# What the task asks
Copy every record exactly as it appears in the data below.

Data for review START

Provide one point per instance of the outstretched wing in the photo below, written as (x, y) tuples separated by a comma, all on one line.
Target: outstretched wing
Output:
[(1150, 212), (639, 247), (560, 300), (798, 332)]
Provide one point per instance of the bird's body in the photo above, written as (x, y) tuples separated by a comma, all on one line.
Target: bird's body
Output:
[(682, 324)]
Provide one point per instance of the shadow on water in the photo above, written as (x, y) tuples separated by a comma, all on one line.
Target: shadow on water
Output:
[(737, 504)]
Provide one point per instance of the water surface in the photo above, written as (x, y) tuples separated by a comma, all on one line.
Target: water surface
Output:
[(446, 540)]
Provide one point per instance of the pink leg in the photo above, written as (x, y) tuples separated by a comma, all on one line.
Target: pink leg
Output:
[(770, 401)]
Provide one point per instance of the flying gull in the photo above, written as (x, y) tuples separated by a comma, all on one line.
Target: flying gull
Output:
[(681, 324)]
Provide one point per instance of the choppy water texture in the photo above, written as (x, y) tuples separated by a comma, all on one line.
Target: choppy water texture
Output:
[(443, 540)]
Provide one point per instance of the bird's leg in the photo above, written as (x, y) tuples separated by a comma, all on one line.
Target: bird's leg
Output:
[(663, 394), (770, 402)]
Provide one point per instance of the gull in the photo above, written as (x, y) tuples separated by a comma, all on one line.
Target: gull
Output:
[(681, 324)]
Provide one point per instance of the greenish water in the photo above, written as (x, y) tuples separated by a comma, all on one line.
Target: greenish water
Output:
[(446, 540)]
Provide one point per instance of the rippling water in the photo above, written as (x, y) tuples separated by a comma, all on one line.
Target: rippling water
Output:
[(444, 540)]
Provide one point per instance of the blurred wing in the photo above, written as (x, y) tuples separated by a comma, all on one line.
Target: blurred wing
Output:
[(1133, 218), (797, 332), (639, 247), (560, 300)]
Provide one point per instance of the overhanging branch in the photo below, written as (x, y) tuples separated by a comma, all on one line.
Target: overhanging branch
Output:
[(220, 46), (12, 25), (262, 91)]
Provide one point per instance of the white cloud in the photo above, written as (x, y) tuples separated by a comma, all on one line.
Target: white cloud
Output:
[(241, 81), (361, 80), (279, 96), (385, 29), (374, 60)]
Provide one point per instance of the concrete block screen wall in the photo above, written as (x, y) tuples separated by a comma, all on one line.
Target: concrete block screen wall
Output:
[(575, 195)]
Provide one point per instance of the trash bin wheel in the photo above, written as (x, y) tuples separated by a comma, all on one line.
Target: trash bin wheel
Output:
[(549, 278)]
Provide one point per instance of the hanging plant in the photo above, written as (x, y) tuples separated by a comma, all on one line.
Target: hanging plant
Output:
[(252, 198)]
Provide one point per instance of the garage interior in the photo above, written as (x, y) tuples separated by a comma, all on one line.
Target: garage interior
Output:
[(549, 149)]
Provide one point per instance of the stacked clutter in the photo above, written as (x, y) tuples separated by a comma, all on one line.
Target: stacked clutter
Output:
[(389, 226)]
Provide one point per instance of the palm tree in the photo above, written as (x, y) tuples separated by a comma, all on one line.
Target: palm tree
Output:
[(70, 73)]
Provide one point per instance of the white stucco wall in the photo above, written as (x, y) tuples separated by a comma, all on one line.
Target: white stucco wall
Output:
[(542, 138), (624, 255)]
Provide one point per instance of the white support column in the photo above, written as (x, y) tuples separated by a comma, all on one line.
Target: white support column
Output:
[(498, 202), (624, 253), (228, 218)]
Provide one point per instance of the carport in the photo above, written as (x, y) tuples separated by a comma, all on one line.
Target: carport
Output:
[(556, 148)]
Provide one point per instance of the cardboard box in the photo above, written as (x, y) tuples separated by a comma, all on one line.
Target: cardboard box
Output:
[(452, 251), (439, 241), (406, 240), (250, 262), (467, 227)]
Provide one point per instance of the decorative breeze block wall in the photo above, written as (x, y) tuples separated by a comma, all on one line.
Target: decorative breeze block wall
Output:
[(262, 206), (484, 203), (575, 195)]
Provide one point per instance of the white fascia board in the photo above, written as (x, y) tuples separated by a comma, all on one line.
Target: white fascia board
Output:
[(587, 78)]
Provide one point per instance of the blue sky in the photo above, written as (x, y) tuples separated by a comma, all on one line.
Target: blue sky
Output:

Data for review END

# Solved problem
Provide one point per instance of the outstretched wing in the photo below, written as (x, y) tuples separated by a comma, all on one line.
Target: outstretched wing
Output:
[(1150, 212), (639, 247), (560, 300), (798, 332)]
Provide one point per instance of the bird's body in the photo above, written as (x, y) tuples separated by a comma, all on one line.
Target: bird's body
Output:
[(682, 324)]
Provide one point per instance of the shadow on water in the photo above, written as (x, y) tuples separated by a comma, all on one line.
Target: shadow on water
Output:
[(737, 504)]
Provide one point per instance of the water surface in the photo above, written as (x, y) tuples separated by a comma, all on one line.
Target: water surface
Output:
[(446, 540)]
Provide one point per instance of the pink leg in the photo above, written as (x, y) tuples separated by a comma, all on one line.
Target: pink leg
Output:
[(770, 401)]
Provide one point per instance of the flying gull in the photo above, written as (x, y) tuples separated by a comma, all on one line.
Target: flying gull
Output:
[(681, 324)]
Provide one point per instance of the choppy water texture in the photo above, written as (x, y) tuples separated by a comma, all on one line.
Target: choppy water texture
Output:
[(443, 540)]
Provide one point per instance of the bird's leg in the photo above, written as (x, y) tuples separated by a comma, all on one line.
Target: bird's leg
Output:
[(663, 394), (770, 402)]
Provide one point per instance of the gull in the photo above, written as (x, y) tuples separated by a comma, all on one line.
Target: gull
Output:
[(681, 324)]
Provide one point per instance of the greenish water in the photo above, written as (x, y) tuples separated by a comma, all on one line.
Target: greenish water
Output:
[(446, 540)]
Provide one point per instance of the rippling water in the photo above, written as (x, y) tuples separated by a comma, all on one line.
Target: rippling water
Output:
[(444, 540)]
Provide one point per instance of the blurred wing in the photo above, written as (x, y) tuples separated by a comma, all on one line.
Target: blurred wing
Output:
[(1133, 218), (797, 332), (639, 247), (560, 300)]
Provide one point per instance of the overhanging branch in the photo below, written as (x, y) tuples separated by a comma, all on one line.
Target: overhanging branch
Output:
[(220, 46), (12, 25), (262, 91)]
Provide one point per instance of the white cloud in the photo above, written as (x, y) tuples separated by a comma, all on one line.
Target: white cloud
Output:
[(241, 81), (361, 80), (279, 96), (385, 29), (374, 60)]
Provide one point per instance of the concrete block screen wall in the photo above, written as (x, y) tuples separated by a comma, all on one line.
Target: concrete block screen wall
Output:
[(575, 195)]
Provide one point per instance of the trash bin wheel in the photo above, written as (x, y) tuples separated by a comma, all on one line.
Target: trash bin wheel
Output:
[(549, 278)]
Provide one point per instance of the hanging plant in the photo above, written as (x, y) tuples separated by a comma, all on one line.
Target: hanging plant
Output:
[(252, 198)]
Provide one point per instance of the garage interior in the photo above, written as (x, y) tuples separated by a comma, all on one line.
Target: garage interior
Output:
[(549, 149)]
Provide one point per instance of the stacked clutter in the photo above, written as (x, y) tuples separated by a comma, all on one line.
Target: stacked clutter
Output:
[(389, 226)]
Provide one point per instance of the palm tree in the photo above, written as (x, y) tuples separated by a comma, all on one line.
Target: palm tree
Output:
[(70, 73)]
Provide one point per instance of the white stucco wall in the photo above, written as (x, y) tuples separated by a comma, all on one line.
Target: white stucco wall
Output:
[(542, 138), (624, 255)]
Provide one point per instance of the white support column in the photo above, written as (x, y) tuples separated by a comma, all on one line.
Target: white support column
Output:
[(498, 202), (624, 253), (228, 218)]
Provide one point per instance of the carport in the photo above, written as (x, y) tuples separated by a comma, all on one line.
Target: carport
Output:
[(556, 148)]
Provide one point per instance of the cardboard box in the photo above, written as (x, y) tuples separated by a comma, all on one line.
Target: cardboard box
Output:
[(452, 251), (439, 241), (406, 240), (250, 262), (467, 227)]
Provide one point per instance of the decorative breeze block wall in the photo above, written as (x, y) tuples separated by a comma, all on one line.
Target: decorative breeze block wall
Output:
[(262, 206), (484, 203), (575, 195)]
Provide one point per instance of the white fascia board in the photo above, written as (x, y) tuples separated by a comma, all on one line.
Target: white fascia board
Output:
[(587, 78)]
Provide one point per instance of the blue sky in the photo above, written as (x, y) tuples separated by a comma, all on one line.
Target: blue sky
Output:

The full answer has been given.